▶ [What to produce]: Starting with the line that contains "Target: mug handle", copy out each line through the end of the entries below, exactly as written, and nothing else.

───── Task data ─────

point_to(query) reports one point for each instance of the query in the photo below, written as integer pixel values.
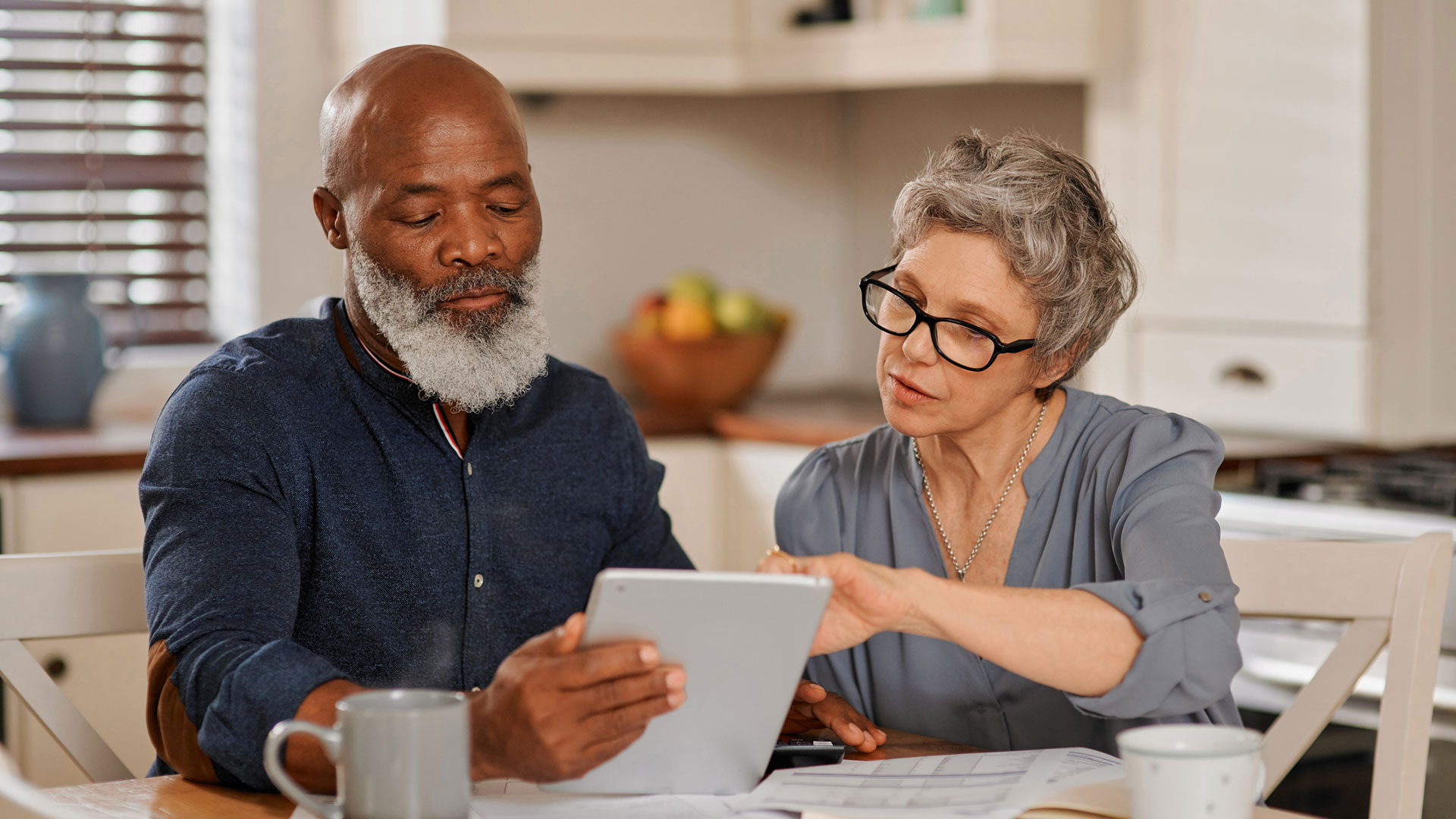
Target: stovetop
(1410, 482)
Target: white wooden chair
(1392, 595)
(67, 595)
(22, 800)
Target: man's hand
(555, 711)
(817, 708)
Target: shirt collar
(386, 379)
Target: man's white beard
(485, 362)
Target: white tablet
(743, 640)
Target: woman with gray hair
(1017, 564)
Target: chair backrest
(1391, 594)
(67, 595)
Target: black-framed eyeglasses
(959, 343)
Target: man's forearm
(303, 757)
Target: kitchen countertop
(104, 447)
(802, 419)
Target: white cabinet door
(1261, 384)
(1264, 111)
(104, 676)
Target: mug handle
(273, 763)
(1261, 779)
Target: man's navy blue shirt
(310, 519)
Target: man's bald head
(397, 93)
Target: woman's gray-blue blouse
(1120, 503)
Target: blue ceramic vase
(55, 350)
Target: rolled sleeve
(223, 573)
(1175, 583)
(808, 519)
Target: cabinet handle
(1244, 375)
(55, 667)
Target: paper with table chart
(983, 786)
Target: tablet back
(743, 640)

─────

▶ [Reply]:
Target: mug handle
(273, 763)
(1261, 779)
Target: man's navy blue shirt
(310, 519)
Target: man's bald head
(397, 93)
Target: woman's gray-blue blouse
(1120, 503)
Target: blue ceramic vase
(55, 350)
Target: rolled sleeve
(223, 573)
(1175, 583)
(808, 519)
Target: cabinet handle
(1244, 375)
(55, 667)
Target: paper with table chart
(983, 786)
Target: tablet back
(743, 640)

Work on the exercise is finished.